SUPPLIED DATA —
──────────

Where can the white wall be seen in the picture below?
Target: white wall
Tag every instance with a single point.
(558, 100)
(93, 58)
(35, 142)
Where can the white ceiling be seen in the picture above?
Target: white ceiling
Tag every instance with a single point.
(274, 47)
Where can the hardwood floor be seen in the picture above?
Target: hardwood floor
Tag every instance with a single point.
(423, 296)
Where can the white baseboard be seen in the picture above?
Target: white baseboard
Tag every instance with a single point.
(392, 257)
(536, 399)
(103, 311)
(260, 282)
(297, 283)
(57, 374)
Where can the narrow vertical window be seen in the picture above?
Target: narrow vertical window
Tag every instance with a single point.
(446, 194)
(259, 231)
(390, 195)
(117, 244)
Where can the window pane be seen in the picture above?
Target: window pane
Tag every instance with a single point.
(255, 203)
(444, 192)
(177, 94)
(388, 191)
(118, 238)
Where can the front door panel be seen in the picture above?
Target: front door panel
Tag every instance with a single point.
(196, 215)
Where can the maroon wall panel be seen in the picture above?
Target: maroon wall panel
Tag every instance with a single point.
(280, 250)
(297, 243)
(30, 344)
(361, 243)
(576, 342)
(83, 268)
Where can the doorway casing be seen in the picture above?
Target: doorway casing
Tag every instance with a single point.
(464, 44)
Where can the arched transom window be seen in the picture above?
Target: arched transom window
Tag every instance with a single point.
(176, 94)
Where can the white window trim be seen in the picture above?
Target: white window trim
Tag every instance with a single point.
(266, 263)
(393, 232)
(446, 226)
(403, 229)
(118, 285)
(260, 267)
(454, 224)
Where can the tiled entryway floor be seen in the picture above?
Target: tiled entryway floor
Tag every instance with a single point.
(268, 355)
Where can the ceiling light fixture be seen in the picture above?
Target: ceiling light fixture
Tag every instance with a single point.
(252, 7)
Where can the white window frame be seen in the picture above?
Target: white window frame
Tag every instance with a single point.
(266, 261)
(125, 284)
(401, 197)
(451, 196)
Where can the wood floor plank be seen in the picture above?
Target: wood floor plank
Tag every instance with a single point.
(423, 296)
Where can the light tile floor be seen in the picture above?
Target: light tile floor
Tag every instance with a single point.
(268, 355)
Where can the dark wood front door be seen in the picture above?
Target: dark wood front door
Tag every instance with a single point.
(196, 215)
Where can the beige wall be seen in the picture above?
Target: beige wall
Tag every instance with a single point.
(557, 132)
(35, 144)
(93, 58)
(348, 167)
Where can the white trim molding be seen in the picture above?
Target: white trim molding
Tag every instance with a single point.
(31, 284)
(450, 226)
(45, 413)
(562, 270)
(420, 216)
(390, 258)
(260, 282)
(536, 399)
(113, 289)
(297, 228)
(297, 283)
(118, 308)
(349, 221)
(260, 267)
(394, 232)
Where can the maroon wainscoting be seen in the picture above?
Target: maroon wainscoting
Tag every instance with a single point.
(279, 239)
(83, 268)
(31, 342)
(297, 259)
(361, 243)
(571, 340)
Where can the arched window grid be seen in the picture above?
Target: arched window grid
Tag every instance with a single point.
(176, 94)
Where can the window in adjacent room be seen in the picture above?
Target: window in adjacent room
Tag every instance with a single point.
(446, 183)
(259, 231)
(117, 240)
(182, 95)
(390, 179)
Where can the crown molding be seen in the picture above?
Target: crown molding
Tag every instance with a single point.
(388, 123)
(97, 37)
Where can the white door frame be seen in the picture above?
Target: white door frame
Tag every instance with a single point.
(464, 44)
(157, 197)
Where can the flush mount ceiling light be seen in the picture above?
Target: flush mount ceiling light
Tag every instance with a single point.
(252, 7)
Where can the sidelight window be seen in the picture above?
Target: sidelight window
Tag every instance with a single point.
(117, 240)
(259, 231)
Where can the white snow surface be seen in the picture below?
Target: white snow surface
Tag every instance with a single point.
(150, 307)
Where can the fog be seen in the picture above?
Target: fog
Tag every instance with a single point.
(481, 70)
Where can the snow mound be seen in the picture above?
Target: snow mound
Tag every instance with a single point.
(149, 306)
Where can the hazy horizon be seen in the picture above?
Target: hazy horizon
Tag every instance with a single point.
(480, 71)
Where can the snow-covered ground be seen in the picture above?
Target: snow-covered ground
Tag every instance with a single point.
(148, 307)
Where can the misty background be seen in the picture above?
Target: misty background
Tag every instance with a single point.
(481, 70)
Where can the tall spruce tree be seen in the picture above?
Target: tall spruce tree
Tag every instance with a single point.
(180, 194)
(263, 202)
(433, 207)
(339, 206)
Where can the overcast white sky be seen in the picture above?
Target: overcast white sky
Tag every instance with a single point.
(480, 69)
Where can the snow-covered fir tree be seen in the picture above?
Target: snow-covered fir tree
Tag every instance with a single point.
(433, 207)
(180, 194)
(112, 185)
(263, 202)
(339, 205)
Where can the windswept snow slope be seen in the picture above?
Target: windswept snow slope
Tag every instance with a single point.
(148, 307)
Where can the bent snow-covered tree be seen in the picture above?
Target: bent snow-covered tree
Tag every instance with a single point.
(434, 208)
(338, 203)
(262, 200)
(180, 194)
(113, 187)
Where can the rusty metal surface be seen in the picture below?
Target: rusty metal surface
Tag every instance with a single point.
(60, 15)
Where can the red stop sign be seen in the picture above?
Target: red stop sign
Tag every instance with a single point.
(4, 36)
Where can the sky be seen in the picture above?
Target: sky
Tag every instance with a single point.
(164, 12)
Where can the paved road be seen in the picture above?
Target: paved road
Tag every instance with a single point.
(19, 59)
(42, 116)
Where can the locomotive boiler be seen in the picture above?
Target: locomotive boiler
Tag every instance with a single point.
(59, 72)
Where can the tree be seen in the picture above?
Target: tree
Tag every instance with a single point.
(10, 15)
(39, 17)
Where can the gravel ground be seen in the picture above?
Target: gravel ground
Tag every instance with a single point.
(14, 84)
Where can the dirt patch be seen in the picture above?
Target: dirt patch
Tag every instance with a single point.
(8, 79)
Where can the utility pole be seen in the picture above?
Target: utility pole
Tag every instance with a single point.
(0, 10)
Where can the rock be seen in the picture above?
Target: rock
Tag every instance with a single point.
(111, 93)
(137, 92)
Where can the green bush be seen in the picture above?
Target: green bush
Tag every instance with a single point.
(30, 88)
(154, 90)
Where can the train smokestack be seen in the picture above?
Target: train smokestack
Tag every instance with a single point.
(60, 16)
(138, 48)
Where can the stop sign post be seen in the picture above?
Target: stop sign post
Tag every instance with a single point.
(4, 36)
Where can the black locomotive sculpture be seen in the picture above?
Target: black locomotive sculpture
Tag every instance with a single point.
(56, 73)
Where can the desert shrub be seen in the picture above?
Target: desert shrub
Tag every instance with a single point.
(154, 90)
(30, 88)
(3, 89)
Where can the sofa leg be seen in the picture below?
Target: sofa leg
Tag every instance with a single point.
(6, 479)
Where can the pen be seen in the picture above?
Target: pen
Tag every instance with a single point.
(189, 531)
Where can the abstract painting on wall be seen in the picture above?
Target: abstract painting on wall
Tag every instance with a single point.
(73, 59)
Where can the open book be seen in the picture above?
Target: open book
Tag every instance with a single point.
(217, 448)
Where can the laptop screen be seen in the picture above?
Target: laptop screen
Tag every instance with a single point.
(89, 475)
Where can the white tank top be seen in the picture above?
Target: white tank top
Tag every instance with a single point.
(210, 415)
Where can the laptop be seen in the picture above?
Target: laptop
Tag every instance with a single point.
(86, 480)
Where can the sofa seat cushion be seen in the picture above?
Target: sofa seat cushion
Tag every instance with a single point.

──────────

WORK REQUEST — Each of the records is to be written out again exactly.

OUTPUT —
Where can the white wall be seen in the picture below?
Target: white wall
Tag every instance with a single point.
(558, 100)
(93, 58)
(35, 142)
Where can the white ceiling be seen in the picture above?
Target: white ceiling
Tag every instance with a single point.
(274, 47)
Where can the hardwood floor be seen in the picture above?
Target: hardwood floor
Tag every instance with a single point.
(423, 296)
Where can the white baseboard be seen in the picture above?
Target: white baseboard
Tag every instance with a single point.
(392, 257)
(536, 399)
(103, 311)
(260, 282)
(297, 283)
(57, 374)
Where can the narrow vertical window be seen in the picture above?
Target: narrow vertical window
Tag every instance with a single point.
(446, 194)
(259, 231)
(390, 195)
(117, 244)
Where can the window pane be seen in the picture above?
Target: window pane
Tag every instance with a single point.
(255, 203)
(444, 192)
(177, 94)
(388, 191)
(118, 238)
Where can the front door panel be seen in the picture above?
Target: front door panel
Tag every instance with a single point.
(196, 215)
Where can the maroon wall panel be seen in the picture above?
Target: maroon wall panel
Tag every instance with a single point.
(280, 250)
(297, 243)
(30, 344)
(361, 243)
(576, 342)
(83, 268)
Where can the doorway casing be seen in the picture above?
Target: doorway casing
Tag every instance with a single point.
(464, 44)
Where can the arched transom window be seen in the picture above?
Target: arched transom window
Tag every instance with a single point.
(176, 94)
Where can the white window trim be seen in the picture above?
Target: white window trim
Tag every instance with a single point.
(266, 263)
(393, 232)
(446, 226)
(403, 229)
(118, 285)
(260, 267)
(454, 224)
Where can the tiled entryway floor be seen in the picture above?
Target: tiled entryway floor
Tag every instance with a single point.
(268, 355)
Where can the ceiling light fixture be seen in the picture above?
Target: ceiling light fixture
Tag every instance with a single point.
(252, 7)
Where can the white window frame be seen in the picture above?
Target: white window frame
Tag every instance with a single point.
(266, 261)
(125, 284)
(401, 197)
(451, 196)
Where can the wood floor plank be seen in the picture above?
Target: wood floor plank
Tag every instance with a single point.
(423, 296)
Where can the light tile floor be seen in the picture above?
Target: light tile floor
Tag every instance with a single point.
(268, 355)
Where can the dark wood front door be seen in the picture above?
Target: dark wood front door
Tag every instance with a single point.
(196, 215)
Where can the beige wall be seen in the picture above?
Target: beige wall
Tag every instance with a single point.
(557, 132)
(35, 144)
(93, 58)
(348, 167)
Where can the white trim molding be seen in the picture above?
Target: white trim molding
Tag every instance with a single point.
(31, 284)
(450, 226)
(45, 413)
(562, 270)
(420, 216)
(390, 258)
(260, 282)
(536, 399)
(113, 289)
(297, 228)
(297, 283)
(118, 308)
(349, 221)
(260, 267)
(394, 232)
Where can the maroon wainscoting be seen in the picture above?
Target: maroon wainscoting
Tag every instance with a single point.
(279, 239)
(83, 268)
(31, 342)
(297, 259)
(361, 243)
(571, 340)
Where can the arched window grid be seen in the picture above?
Target: arched window grid
Tag every instance with a single point.
(176, 94)
Where can the window in adjacent room be seen in the picture above?
Target: window in adjacent room
Tag every instance with a single point.
(446, 183)
(259, 231)
(117, 240)
(182, 95)
(390, 179)
Where can the crown molding be seen in the picture above?
Target: crown molding
Tag every instance with a single point.
(388, 123)
(97, 37)
Where can the white door frame be seen in the picture above?
Target: white door frame
Tag every instance with a single point.
(464, 44)
(157, 197)
Where can the flush mount ceiling light be seen in the picture above?
Target: flush mount ceiling light
Tag every instance with a single point.
(252, 7)
Where can the sidelight window be seen in the picture above?
Target: sidelight window
Tag every instance with a single point.
(117, 240)
(259, 231)
Where can the white snow surface be seen in the picture below?
Target: white snow surface
Tag every instance with a single point.
(150, 307)
Where can the fog be seen in the picture above?
Target: fog
Tag every instance with a single point.
(481, 70)
Where can the snow mound be seen in the picture above?
Target: snow mound
Tag every instance with a single point.
(149, 306)
Where can the hazy horizon be seen in the picture above?
Target: hazy horizon
Tag every instance with a single point.
(480, 71)
Where can the snow-covered ground be seen in the picture above?
Target: snow-covered ground
Tag every instance with a single point.
(148, 307)
Where can the misty background be seen in the picture above?
Target: misty background
Tag every instance with a single point.
(481, 70)
Where can the tall spruce tree be seen in the picture above?
Target: tall spruce tree
Tag every instance with a single point.
(180, 194)
(263, 202)
(433, 207)
(339, 206)
Where can the overcast white sky be seen in the picture above?
Target: overcast white sky
Tag every instance with a single point.
(480, 69)
Where can the snow-covered fir tree be seen in the picture above?
Target: snow-covered fir tree
Tag every instance with a single point.
(433, 207)
(180, 194)
(112, 185)
(263, 202)
(339, 205)
Where can the windswept snow slope be seen in the picture above?
Target: windswept snow slope
Tag every instance with a single point.
(148, 307)
Where can the bent snow-covered tree be seen in the picture above?
Target: bent snow-covered tree
Tag every instance with a single point.
(434, 208)
(338, 203)
(262, 200)
(180, 194)
(113, 187)
Where can the rusty metal surface be seen in the picture below?
Target: rusty metal surface
Tag every instance with a single point.
(60, 15)
Where can the red stop sign be seen in the picture above?
Target: red stop sign
Tag every instance with a single point.
(4, 36)
Where can the sky be seen in the picture above?
Target: sky
Tag every instance with a single point.
(164, 12)
Where can the paved road be seen in the picture above?
Target: paved road
Tag every instance with a single point.
(19, 59)
(42, 116)
Where can the locomotive boiler be seen in the picture above?
Target: locomotive boiler
Tag every instance with a single point.
(59, 72)
Where can the tree be seen in the picture above?
Target: tree
Tag every instance with a single point.
(10, 15)
(39, 17)
Where can the gravel ground be seen in the picture above?
Target: gravel ground
Tag every instance with a single point.
(14, 84)
Where can the dirt patch be seen in the picture above?
Target: dirt patch
Tag every instance with a single point.
(8, 79)
Where can the utility pole be seen in the picture above?
Target: utility pole
Tag every instance with a single point.
(0, 10)
Where can the rock be seen in the picture above?
Target: rock
Tag every instance with a single point.
(111, 93)
(137, 92)
Where can the green bush be seen in the picture above?
Target: green bush
Tag every instance with a single point.
(30, 88)
(154, 90)
Where can the train smokestack be seen in the picture above?
Target: train smokestack
Tag every instance with a single point.
(60, 16)
(138, 48)
Where can the stop sign post be seen in the picture above?
Target: stop sign post
Tag every instance with a single point.
(4, 36)
Where can the black locomotive sculpture be seen in the picture above?
Target: black locomotive sculpture
Tag every instance with a single point.
(56, 73)
Where can the desert shrub be seen in the picture above?
Target: desert shrub
Tag every instance with a single point.
(154, 90)
(30, 88)
(3, 89)
Where can the sofa leg be seen in the picture below?
Target: sofa leg
Tag every instance with a single point.
(6, 479)
Where can the pen be seen in the picture above?
Target: pen
Tag every instance with a single point.
(189, 531)
Where can the abstract painting on wall be seen in the picture above?
Target: abstract painting on wall
Tag every instance with a single point.
(73, 59)
Where can the open book be seen in the picture above?
Target: open book
Tag every instance with a single point.
(217, 448)
Where can the laptop screen be seen in the picture above?
Target: laptop screen
Tag every instance with a single point.
(89, 475)
Where can the white tank top be seen in the picture above?
Target: white tank top
Tag every instance with a single point.
(210, 415)
Where can the laptop be seen in the picture above?
Target: laptop
Tag every instance with a single point.
(86, 480)
Where can the sofa seat cushion be seen in the picture above?
Target: sofa seat cushion
Tag every instance with a single point.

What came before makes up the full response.